Extracted text:

Background: "Double-insurance bypass" was recently advocated to avoid the risk of cerebral ischemia during prolonged temporary occlusion of the carotid artery. For large aneurysms needing temporary but prolonged obliteration of the internal carotid artery (ICA). We have attempted the double-insurance bypass in 15 patients and, herein, report the efficacies and limitations of the procedure, and surgical techniques to make this procedure safer.
Methods: We treated 15 patients with complex internal carotid aneurysms by clipping surgery with the aid of radial artery (RA) to proximal middle cerebral artery (MCA) bypass, so-called double-insurance bypass. We analyzed surgical results of the procedure.

Exercise data:
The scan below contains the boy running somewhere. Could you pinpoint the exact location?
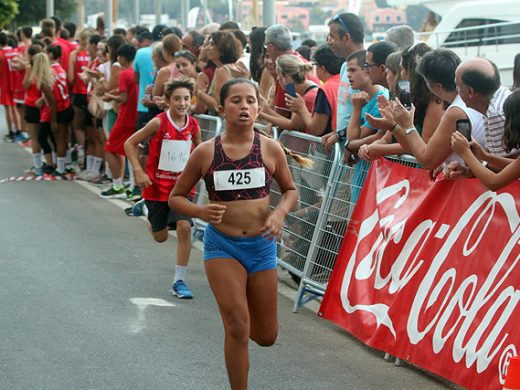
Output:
[125,79,201,299]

About this task: Write the next part of the abstract on double-insurance bypass for carotid aneurysms, beginning after its last sentence. The listing comes from a separate source that has no connection to the abstract.

Result of this exercise:
Results: In 11 patients, the duration of temporary occlusion of the ICA could be prolonged for as long as 110 minutes (mean, 45 minutes) without any ischemic complications. One patient in the earlier period of our experience suffered extended cerebral infarction due to possible restricted blood flow through the RA, because the brachial artery was compressed by the firm shoulder joint and neighboring structures. Thereafter, we routinely monitored the blood pressure of MCA (MCABP) and never experienced such cortical infarctions. Another 3 patients, however, experienced ischemia in the territory of perforating arteries that originated from a segment that could not be perfused by the RA-MCA bypass.
Conclusions: In combination with monitoring of MCABP, the double-insurance bypass can be a safer and more potent adjunctive procedure for the treatment of complex internal carotid aneurysms which require prolonged temporary occlusion of the ICA.